(EXTRACT PROVIDED Opens)

Scientific instrument of the InSight Mars lander

The Heat Flow and Physical Properties Package (HP^{3}) is a science payload on board the InSight lander that features instruments to study the heat flow and other thermal properties of Mars. One of the instruments, a burrowing probe nicknamed "the mole", was designed to penetrate 5 m below Mars' surface. In March 2019, the mole burrowed a few centimeters, but then became unable to make progress due to various factors. In the following year further attempts were made to resolve the issues, with little net progress. On January 14, 2021, it was announced that efforts to drill into the martian surface using the device had been terminated.

HP^{3} was provided by the German Aerospace Center (DLR). The hammering mechanism inside the mole was designed by the Polish company Astronika and the Space Research Centre of the Polish Academy of Sciences under contract and in cooperation with DLR.

The Principal Investigator is Tilman Spohn from the German Aerospace Center.

==Overview==

HP^{3} overview animation

The mission goal was to understand the origin and diversity of terrestrial planets. Information from the HP^{3} heat flow package was expected to reveal whether Mars and Earth formed from the same material, and determine how active the interior of Mars is today. Additional science goals included determining the thickness of Mars' crust, the composition of its mantle, and thermal characteristics of the interior, such as the temperature gradient and heat flux.

(EXTRACT PROVIDED Closes)

ACTION ITEM A
According to the text on the HP^{3} instrument, to what depth below the Martian surface was the mole designed to penetrate?
ACTION ITEM B
Rewrite the paragraph of the HP^{3} text beginning "The mission goal was" as a brief bulleted list, keeping its main facts.

(LISTED ENTRIES Opens)

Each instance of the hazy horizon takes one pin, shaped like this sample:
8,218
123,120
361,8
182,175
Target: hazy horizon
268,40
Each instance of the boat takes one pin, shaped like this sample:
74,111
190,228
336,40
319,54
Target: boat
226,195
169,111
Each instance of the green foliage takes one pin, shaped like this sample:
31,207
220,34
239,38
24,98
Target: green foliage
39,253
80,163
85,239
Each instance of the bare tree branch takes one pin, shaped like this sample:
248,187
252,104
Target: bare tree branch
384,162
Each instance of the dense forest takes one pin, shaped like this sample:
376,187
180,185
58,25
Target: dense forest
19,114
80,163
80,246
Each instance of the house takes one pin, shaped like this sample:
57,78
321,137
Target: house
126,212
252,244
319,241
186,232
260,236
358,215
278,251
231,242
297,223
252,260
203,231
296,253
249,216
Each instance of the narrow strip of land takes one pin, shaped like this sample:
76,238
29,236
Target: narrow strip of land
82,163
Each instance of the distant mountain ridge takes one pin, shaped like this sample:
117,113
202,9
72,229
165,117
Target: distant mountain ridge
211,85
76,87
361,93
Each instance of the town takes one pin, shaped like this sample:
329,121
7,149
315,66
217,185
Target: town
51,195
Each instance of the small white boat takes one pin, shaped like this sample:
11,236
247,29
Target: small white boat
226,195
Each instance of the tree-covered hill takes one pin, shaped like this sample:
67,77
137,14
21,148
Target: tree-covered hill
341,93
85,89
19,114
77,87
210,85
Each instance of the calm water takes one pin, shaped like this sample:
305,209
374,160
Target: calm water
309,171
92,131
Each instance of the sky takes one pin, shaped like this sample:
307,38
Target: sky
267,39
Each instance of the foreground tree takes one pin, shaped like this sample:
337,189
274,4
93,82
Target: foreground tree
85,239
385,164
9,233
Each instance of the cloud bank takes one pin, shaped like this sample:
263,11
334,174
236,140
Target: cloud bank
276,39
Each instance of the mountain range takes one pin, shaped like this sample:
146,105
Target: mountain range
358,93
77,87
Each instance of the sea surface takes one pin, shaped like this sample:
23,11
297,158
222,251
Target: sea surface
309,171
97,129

(LISTED ENTRIES Closes)

EXPECTED OUTPUT A
5 m

EXPECTED OUTPUT B
- Mission goal: understand the origin and diversity of terrestrial planets.
- HP^{3} data were expected to show whether Mars and Earth formed from the same material.
- The data were also expected to determine how active the interior of Mars is today.
- Additional goals: determine the thickness of Mars' crust, the composition of its mantle, and thermal characteristics of the interior, such as the temperature gradient and heat flux.